YOUR OBJECTIVE - Render the lines below as a Markdown table with the columns "Row" and "Line", numbering each row and skipping blank lines. Leave the pictures out.

--- START OF DATASET ROWS ---

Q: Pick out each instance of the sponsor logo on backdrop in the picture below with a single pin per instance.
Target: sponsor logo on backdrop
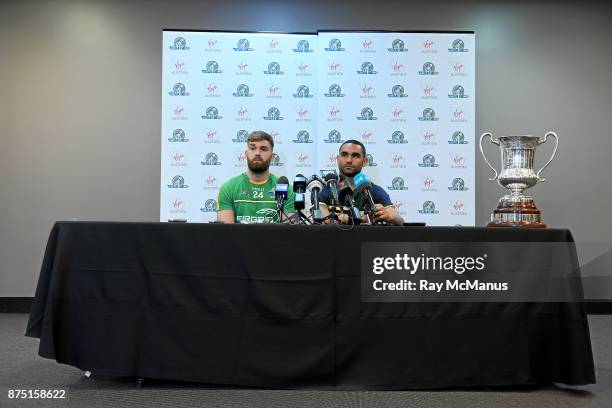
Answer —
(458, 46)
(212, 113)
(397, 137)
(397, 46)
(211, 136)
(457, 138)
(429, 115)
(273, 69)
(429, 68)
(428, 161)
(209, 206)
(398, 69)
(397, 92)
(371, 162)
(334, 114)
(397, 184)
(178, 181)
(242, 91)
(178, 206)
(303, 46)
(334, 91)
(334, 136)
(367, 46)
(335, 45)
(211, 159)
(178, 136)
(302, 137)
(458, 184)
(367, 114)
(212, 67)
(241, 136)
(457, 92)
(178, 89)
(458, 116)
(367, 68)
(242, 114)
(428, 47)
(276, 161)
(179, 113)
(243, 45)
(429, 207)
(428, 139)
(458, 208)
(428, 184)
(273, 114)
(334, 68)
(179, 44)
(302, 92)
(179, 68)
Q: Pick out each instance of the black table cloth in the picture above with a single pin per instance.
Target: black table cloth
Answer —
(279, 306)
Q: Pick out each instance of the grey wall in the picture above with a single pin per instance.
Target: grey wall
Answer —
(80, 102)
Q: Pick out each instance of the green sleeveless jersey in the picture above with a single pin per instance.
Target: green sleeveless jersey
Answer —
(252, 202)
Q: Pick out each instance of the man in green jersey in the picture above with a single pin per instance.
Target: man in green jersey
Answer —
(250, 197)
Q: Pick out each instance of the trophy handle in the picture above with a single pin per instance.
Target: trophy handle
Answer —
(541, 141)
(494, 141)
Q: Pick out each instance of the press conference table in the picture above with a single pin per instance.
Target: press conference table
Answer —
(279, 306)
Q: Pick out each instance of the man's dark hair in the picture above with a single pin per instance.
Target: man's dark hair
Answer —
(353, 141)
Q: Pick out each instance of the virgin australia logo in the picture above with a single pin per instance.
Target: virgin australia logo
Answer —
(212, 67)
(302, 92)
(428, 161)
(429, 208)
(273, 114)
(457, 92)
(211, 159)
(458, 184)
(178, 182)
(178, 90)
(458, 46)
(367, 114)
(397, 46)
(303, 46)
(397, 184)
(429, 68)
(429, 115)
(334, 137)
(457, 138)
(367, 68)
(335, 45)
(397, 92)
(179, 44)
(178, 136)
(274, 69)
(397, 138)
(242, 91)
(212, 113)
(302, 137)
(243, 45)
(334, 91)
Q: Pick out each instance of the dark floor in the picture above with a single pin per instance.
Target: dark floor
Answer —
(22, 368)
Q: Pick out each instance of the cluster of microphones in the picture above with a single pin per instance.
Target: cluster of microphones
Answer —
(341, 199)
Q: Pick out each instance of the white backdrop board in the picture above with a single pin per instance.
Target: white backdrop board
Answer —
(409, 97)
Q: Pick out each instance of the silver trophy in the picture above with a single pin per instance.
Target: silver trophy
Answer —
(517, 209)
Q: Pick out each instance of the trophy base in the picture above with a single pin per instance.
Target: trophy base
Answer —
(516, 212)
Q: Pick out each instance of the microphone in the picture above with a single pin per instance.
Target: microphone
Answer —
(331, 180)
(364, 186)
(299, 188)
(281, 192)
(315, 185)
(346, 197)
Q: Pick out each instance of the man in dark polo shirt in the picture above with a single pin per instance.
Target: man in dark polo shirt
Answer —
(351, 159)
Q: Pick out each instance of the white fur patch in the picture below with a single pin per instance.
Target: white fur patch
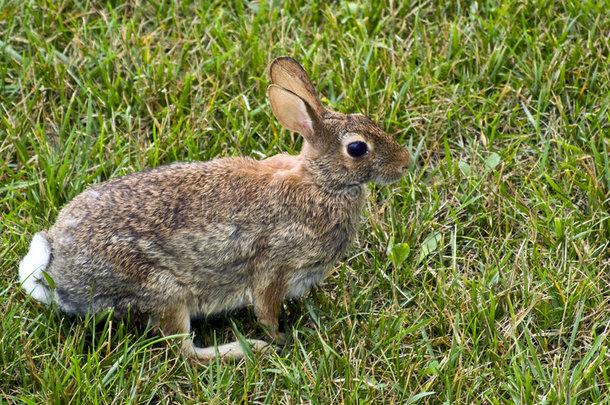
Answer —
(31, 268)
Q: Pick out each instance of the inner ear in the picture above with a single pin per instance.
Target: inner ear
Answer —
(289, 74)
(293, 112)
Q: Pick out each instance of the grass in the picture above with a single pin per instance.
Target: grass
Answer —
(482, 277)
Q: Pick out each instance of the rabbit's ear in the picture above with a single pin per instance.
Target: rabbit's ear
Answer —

--- END OF DATASET ROWS ---

OUTPUT FOR THIS TASK -
| Row | Line |
|---|---|
| 1 | Q: Pick out each instance of the sponsor logo on backdrop in the picture below with a single pin per instance. |
| 2 | Target: sponsor logo on backdrop |
| 3 | Answer — |
| 4 | (458, 46) |
| 5 | (212, 113) |
| 6 | (397, 137) |
| 7 | (397, 46) |
| 8 | (211, 136) |
| 9 | (457, 138) |
| 10 | (429, 115) |
| 11 | (273, 69) |
| 12 | (429, 68) |
| 13 | (428, 161) |
| 14 | (209, 206) |
| 15 | (398, 69) |
| 16 | (397, 92) |
| 17 | (371, 162) |
| 18 | (334, 114) |
| 19 | (397, 184) |
| 20 | (178, 181) |
| 21 | (242, 91) |
| 22 | (178, 206) |
| 23 | (303, 46) |
| 24 | (334, 91) |
| 25 | (334, 136) |
| 26 | (367, 46) |
| 27 | (335, 45) |
| 28 | (211, 159) |
| 29 | (178, 136) |
| 30 | (302, 137) |
| 31 | (458, 184) |
| 32 | (367, 114) |
| 33 | (212, 67) |
| 34 | (241, 136) |
| 35 | (457, 92) |
| 36 | (178, 89) |
| 37 | (458, 116) |
| 38 | (367, 68) |
| 39 | (242, 114) |
| 40 | (428, 47) |
| 41 | (276, 161) |
| 42 | (179, 113) |
| 43 | (243, 45) |
| 44 | (429, 207) |
| 45 | (428, 139) |
| 46 | (458, 208) |
| 47 | (428, 184) |
| 48 | (273, 114) |
| 49 | (334, 68) |
| 50 | (179, 44) |
| 51 | (302, 92) |
| 52 | (179, 68) |
| 53 | Q: Pick out each instance of the black table cloth in the picture above with a single pin per instance. |
| 54 | Target: black table cloth |
| 55 | Answer — |
| 56 | (279, 306) |
| 57 | Q: Pick out each instance of the grey wall in the picture above with a single pin per instance. |
| 58 | Target: grey wall |
| 59 | Answer — |
| 60 | (80, 102) |
| 61 | Q: Pick out each instance of the green sleeveless jersey in the picture above with a single pin per instance. |
| 62 | Target: green sleeveless jersey |
| 63 | Answer — |
| 64 | (252, 202) |
| 65 | Q: Pick out each instance of the man in green jersey in the picture above with a single pin per instance. |
| 66 | Target: man in green jersey |
| 67 | Answer — |
| 68 | (250, 197) |
| 69 | Q: Pick out each instance of the trophy handle in the picture above with a single pin per instance. |
| 70 | Target: trophy handle |
| 71 | Answer — |
| 72 | (541, 141) |
| 73 | (494, 141) |
| 74 | Q: Pick out each instance of the press conference table in the picture above with a single pin per instance. |
| 75 | Target: press conference table |
| 76 | Answer — |
| 77 | (279, 306) |
| 78 | Q: Pick out each instance of the man's dark hair in the picture above with a single pin per instance. |
| 79 | Target: man's dark hair |
| 80 | Answer — |
| 81 | (353, 141) |
| 82 | Q: Pick out each instance of the virgin australia logo in the picture above with a single pin per instance. |
| 83 | Target: virgin australia logo |
| 84 | Answer — |
| 85 | (212, 67) |
| 86 | (302, 92) |
| 87 | (428, 161) |
| 88 | (429, 208) |
| 89 | (273, 114) |
| 90 | (457, 92) |
| 91 | (211, 159) |
| 92 | (458, 184) |
| 93 | (178, 182) |
| 94 | (178, 90) |
| 95 | (458, 46) |
| 96 | (367, 114) |
| 97 | (397, 46) |
| 98 | (303, 46) |
| 99 | (397, 184) |
| 100 | (429, 68) |
| 101 | (429, 115) |
| 102 | (334, 137) |
| 103 | (457, 138) |
| 104 | (367, 68) |
| 105 | (335, 45) |
| 106 | (397, 92) |
| 107 | (179, 44) |
| 108 | (178, 136) |
| 109 | (274, 69) |
| 110 | (397, 138) |
| 111 | (242, 91) |
| 112 | (212, 113) |
| 113 | (302, 137) |
| 114 | (243, 45) |
| 115 | (334, 91) |
| 116 | Q: Pick out each instance of the dark floor in the picture above with a single pin per instance. |
| 117 | Target: dark floor |
| 118 | Answer — |
| 119 | (22, 368) |
| 120 | Q: Pick out each instance of the cluster of microphones in the picture above with a single pin per instance. |
| 121 | Target: cluster of microphones |
| 122 | Answer — |
| 123 | (341, 199) |
| 124 | Q: Pick out each instance of the white backdrop board in the picture above with a single pin per instance. |
| 125 | Target: white backdrop board |
| 126 | Answer — |
| 127 | (409, 97) |
| 128 | Q: Pick out each instance of the silver trophy in the picture above with a single pin per instance. |
| 129 | Target: silver trophy |
| 130 | Answer — |
| 131 | (517, 209) |
| 132 | Q: Pick out each instance of the trophy base in the picture above with a single pin per instance. |
| 133 | Target: trophy base |
| 134 | Answer — |
| 135 | (516, 212) |
| 136 | Q: Pick out each instance of the microphone in the picture above with a single pin per instance. |
| 137 | Target: microphone |
| 138 | Answer — |
| 139 | (331, 180) |
| 140 | (364, 186) |
| 141 | (299, 188) |
| 142 | (281, 192) |
| 143 | (315, 185) |
| 144 | (346, 197) |
| 145 | Q: Pick out each instance of the man in dark polo shirt in the picture above with a single pin per instance. |
| 146 | Target: man in dark polo shirt |
| 147 | Answer — |
| 148 | (351, 159) |
| 149 | Q: Pick out each instance of the white fur patch in the picture below with a single pin per instance. |
| 150 | Target: white fur patch |
| 151 | Answer — |
| 152 | (31, 268) |
| 153 | Q: Pick out each instance of the inner ear in the picture above with a single pin per instance. |
| 154 | Target: inner ear |
| 155 | Answer — |
| 156 | (289, 74) |
| 157 | (293, 112) |
| 158 | Q: Pick out each instance of the grass in the picture above with a single pin per instance. |
| 159 | Target: grass |
| 160 | Answer — |
| 161 | (482, 277) |
| 162 | Q: Pick out each instance of the rabbit's ear in the picture above with a single pin per instance. |
| 163 | Target: rabbit's ear |
| 164 | Answer — |